Aim 1 => Who compiled the newsletter?
Aim 2 => Rewrite the newsletter's stretch from "Introduction: Alternative Perspective" through "may be interested.", substituting "corporate press" for "mainstream media".

Document segment =>
═══
Alternative Perspective
Issue 19, February 5th, 2003
Compiled by Madhukar Shukla

Introduction: Alternative Perspective is an attempt to widen our awareness about issues related to business, environment, role and influence of media, geo-politics, culture, etc. It aims to share, on a regular basis, some of those pieces of news and information, which do not find place in the highly monopolised mainstream media. Please feel free to share/ forward/ distribute this newsletter to others who may be interested.



Note: The URLs of sources used in the text are numbered and given at the end of the Newsletter.

In This Issue:
  • 12 Ways in which Media Misreports War & Violence
    As another war becomes a reality, to quote Bush-Blair, "in a matter of weeks, not months", it may be useful to be aware of the lop-sided ways in which mainstream media reports war and violence. In most cases, not only the reports, but even the images are sanitized - (as these unreported images of the last Gulf War[1] show) - to maintain the myth of "clean" war with no/low "collateral damage" - read, civilian casualities. One reason of this bias is that the media industry is just another facet of the pro-war Establishment[2], comprising of the military-industrial complex. The other reason is that over a period of time, the military has also learned how media can be used to win in the PR war[3].
    http://www.alberni.net/bcooper/12ways.htm

  • The Boston Tea Party: World's First Anti-Globalization Protest
    This is a lesser known aspect of a well-known event in the history of American independence from British colonial rule. Boston Tea Party - when in 1773, a group of US citizens dumped tons of tea brought in by the British merchants into the Hudson river - was not just a protest against increased taxes on tea which Americans had to pay; it was also a protest against a globalisation regime which provided tax subsidies to the MNC - in this case, the East India Company... In many ways, this story creates a deja vu experience around what one finds happening across the world currently - only the guise of the colonialists and the colonised have changed...
═══
Data listing =>
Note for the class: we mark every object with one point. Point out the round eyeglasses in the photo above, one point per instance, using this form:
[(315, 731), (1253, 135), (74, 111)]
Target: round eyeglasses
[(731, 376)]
═══
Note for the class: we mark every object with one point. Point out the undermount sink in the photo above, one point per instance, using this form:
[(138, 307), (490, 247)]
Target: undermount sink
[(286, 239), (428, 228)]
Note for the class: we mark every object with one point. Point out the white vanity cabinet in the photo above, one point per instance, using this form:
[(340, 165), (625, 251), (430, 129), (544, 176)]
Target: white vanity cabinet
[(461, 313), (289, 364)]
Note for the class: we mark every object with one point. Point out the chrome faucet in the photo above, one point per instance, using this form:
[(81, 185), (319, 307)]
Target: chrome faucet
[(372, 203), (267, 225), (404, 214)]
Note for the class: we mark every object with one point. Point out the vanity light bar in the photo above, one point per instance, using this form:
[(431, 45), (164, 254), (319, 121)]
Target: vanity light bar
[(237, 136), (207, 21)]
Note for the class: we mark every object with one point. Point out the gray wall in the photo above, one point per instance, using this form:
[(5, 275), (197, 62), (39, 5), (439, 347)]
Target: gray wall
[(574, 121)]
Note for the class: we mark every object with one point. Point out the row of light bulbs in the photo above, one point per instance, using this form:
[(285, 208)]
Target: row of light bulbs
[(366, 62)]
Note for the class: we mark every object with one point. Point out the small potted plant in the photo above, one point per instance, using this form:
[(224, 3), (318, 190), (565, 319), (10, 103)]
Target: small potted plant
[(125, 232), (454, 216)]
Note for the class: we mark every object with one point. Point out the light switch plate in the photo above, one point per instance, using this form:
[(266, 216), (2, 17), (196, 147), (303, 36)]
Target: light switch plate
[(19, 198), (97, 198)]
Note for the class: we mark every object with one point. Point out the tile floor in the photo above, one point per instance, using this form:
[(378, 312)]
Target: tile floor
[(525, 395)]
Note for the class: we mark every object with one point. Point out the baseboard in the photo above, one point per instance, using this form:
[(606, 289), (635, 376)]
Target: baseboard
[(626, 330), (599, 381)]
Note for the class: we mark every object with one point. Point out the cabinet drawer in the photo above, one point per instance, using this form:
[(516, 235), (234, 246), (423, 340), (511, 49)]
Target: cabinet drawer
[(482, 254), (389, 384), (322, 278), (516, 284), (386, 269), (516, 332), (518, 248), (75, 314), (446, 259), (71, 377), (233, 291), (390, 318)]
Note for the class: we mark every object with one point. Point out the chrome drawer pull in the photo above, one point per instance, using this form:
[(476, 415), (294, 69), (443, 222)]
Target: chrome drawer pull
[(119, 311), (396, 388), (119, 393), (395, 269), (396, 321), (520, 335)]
═══
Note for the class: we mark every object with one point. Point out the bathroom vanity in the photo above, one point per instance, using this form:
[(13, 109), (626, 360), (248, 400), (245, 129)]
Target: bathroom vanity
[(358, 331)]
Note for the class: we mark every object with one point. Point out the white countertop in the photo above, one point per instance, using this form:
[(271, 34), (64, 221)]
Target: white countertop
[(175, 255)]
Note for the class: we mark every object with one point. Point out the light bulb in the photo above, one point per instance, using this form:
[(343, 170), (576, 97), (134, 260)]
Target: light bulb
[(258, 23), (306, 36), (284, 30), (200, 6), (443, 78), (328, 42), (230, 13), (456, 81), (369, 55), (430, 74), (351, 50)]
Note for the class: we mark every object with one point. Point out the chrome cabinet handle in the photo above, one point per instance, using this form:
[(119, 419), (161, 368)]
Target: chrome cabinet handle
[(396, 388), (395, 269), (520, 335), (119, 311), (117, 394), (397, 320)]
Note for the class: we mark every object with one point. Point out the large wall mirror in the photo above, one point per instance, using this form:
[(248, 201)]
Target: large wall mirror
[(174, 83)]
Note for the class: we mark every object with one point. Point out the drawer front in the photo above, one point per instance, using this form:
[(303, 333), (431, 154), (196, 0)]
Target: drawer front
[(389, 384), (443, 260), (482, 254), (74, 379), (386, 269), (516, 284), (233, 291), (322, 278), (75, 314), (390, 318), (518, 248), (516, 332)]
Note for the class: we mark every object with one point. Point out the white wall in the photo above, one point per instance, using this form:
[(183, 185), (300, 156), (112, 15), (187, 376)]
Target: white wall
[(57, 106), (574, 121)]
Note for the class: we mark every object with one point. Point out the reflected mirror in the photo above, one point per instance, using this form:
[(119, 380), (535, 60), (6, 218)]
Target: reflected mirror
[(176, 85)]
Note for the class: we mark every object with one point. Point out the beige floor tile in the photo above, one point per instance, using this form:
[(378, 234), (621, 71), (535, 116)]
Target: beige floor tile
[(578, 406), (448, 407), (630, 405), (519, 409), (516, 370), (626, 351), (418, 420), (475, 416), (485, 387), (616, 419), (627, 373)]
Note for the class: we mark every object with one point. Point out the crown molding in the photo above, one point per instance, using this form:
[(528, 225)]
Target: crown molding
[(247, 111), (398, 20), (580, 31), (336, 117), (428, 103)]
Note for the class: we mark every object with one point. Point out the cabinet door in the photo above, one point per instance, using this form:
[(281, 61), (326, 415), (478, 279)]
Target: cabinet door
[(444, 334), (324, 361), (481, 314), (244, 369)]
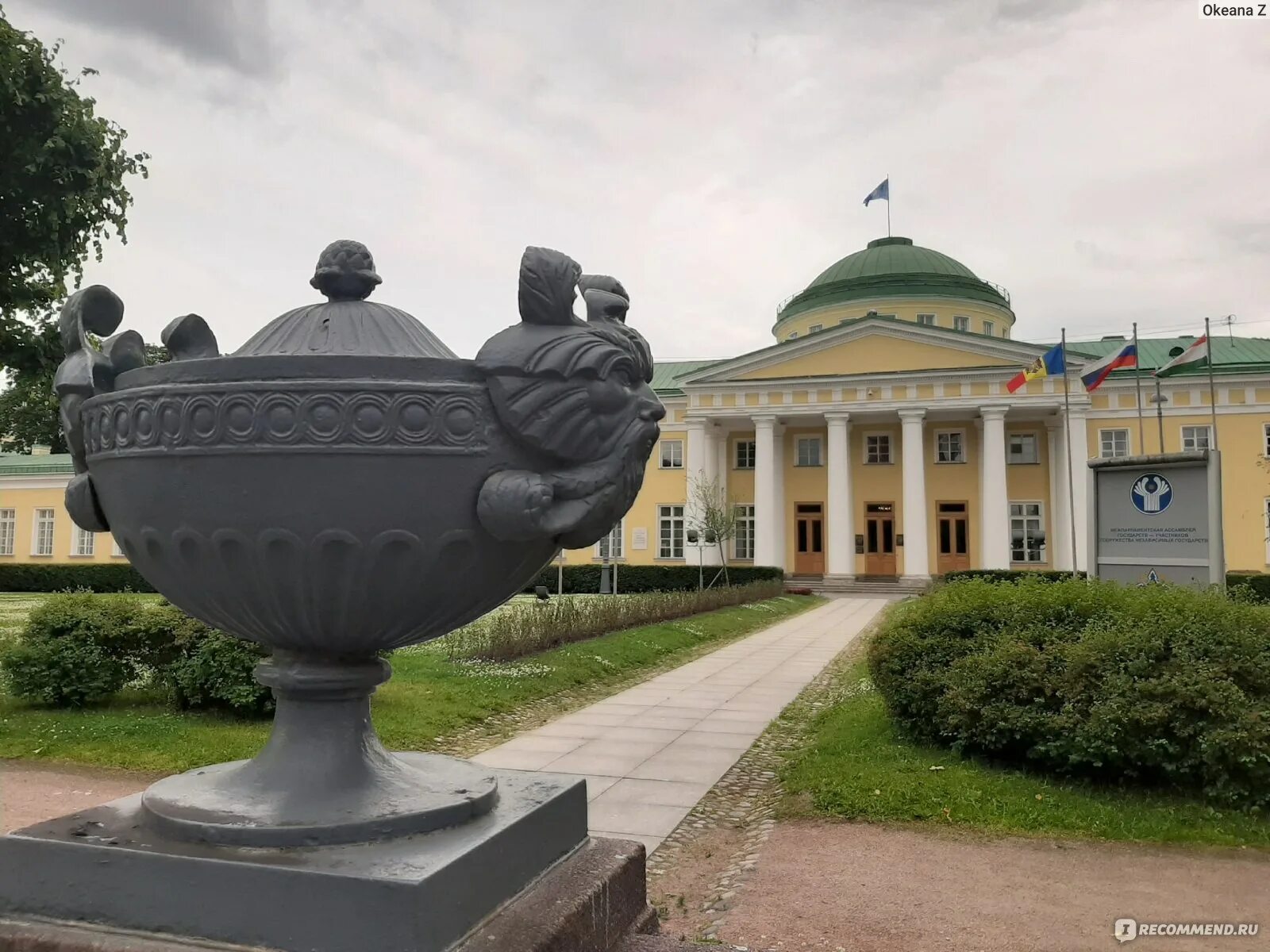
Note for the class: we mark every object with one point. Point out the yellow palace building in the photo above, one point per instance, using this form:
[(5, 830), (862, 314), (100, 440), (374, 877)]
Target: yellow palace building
═══
Correct output 1 => Madhukar Shukla

Correct output 2 =>
Introduction: Alternative Perspective is an attempt to widen our awareness about issues related to business, environment, role and influence of media, geo-politics, culture, etc. It aims to share, on a regular basis, some of those pieces of news and information, which do not find place in the highly monopolised corporate press. Please feel free to share/ forward/ distribute this newsletter to others who may be interested.